» **What you should do**
Collect each line of the records below that contains the string "basin". Treat uppercase and lowercase as different.
-- Start Available records --
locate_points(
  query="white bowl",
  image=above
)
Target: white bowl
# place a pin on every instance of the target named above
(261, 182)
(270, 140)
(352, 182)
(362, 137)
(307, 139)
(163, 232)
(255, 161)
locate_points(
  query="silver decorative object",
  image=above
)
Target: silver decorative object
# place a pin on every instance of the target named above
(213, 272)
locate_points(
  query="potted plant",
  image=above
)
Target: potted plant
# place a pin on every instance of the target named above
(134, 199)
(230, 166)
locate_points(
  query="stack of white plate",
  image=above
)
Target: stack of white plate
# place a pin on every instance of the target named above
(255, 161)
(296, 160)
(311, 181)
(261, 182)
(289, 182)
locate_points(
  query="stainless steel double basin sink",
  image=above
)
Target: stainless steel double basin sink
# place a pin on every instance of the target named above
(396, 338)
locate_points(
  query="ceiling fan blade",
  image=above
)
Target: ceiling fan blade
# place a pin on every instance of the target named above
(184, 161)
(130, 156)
-- End Available records --
» **Output of the task**
  query="stainless steel double basin sink",
Target: stainless steel double basin sink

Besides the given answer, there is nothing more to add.